» **What you have to do**
Within the records below, find the line containing "Target: small green seedling". Reproduce it and each line after it exactly, and nothing else.

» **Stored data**
____________________
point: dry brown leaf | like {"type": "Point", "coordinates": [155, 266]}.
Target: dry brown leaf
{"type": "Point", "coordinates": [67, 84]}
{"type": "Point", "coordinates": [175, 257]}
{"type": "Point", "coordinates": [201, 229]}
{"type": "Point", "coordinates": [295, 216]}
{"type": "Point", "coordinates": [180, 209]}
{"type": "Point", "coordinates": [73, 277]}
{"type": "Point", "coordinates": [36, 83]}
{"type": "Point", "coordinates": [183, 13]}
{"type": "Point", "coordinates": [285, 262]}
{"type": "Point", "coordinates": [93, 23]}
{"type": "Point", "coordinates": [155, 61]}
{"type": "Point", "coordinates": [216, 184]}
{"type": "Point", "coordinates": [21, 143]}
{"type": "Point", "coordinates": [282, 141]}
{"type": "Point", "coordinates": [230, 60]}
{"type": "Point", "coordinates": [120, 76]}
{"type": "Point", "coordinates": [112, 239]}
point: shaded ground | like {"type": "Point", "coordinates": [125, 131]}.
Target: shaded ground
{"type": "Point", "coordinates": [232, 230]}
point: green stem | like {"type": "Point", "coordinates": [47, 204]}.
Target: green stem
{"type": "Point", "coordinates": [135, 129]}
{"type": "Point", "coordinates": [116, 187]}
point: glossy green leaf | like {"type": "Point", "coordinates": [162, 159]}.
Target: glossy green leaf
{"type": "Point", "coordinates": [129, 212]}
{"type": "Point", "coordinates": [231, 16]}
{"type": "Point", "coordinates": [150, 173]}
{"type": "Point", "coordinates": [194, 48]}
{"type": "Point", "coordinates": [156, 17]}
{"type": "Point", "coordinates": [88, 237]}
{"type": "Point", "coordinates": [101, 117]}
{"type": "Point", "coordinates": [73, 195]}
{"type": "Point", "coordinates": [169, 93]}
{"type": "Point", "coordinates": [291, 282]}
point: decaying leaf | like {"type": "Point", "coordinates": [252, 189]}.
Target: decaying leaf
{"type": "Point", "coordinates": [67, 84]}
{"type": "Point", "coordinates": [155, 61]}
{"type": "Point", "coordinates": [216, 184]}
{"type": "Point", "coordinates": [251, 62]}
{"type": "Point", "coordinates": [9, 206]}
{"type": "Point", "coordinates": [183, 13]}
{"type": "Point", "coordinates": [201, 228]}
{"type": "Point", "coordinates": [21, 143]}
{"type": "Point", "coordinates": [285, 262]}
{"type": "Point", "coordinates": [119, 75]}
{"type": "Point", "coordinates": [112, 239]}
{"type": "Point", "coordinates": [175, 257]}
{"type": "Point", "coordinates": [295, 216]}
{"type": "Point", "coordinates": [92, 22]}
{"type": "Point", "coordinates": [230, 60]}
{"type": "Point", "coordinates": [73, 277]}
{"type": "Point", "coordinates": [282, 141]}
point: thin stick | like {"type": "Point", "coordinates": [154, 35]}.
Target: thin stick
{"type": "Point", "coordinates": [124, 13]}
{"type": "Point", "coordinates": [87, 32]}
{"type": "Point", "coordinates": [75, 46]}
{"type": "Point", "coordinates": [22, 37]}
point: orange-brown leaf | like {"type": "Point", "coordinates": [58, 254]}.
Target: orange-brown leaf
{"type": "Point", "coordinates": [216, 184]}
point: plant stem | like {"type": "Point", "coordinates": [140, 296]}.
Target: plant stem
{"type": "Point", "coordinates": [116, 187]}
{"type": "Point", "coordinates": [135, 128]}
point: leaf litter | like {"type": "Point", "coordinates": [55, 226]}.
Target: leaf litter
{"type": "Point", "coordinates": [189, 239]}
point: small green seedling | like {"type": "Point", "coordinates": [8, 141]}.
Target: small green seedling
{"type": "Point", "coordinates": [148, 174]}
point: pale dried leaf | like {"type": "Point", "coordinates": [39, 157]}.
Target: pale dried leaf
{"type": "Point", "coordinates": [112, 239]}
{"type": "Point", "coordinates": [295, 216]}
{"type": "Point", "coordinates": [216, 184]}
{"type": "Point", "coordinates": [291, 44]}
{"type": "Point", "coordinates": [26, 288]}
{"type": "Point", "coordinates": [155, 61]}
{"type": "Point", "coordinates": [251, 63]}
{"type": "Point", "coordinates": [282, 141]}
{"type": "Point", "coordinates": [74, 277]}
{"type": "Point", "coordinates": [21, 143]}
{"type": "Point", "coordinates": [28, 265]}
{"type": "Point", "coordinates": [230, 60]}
____________________
» **Answer for the task**
Target: small green seedling
{"type": "Point", "coordinates": [148, 174]}
point: pale dried leaf | like {"type": "Point", "coordinates": [39, 157]}.
Target: pale dried leaf
{"type": "Point", "coordinates": [112, 239]}
{"type": "Point", "coordinates": [295, 216]}
{"type": "Point", "coordinates": [216, 184]}
{"type": "Point", "coordinates": [291, 44]}
{"type": "Point", "coordinates": [26, 288]}
{"type": "Point", "coordinates": [155, 61]}
{"type": "Point", "coordinates": [251, 63]}
{"type": "Point", "coordinates": [282, 141]}
{"type": "Point", "coordinates": [74, 277]}
{"type": "Point", "coordinates": [21, 143]}
{"type": "Point", "coordinates": [28, 265]}
{"type": "Point", "coordinates": [230, 60]}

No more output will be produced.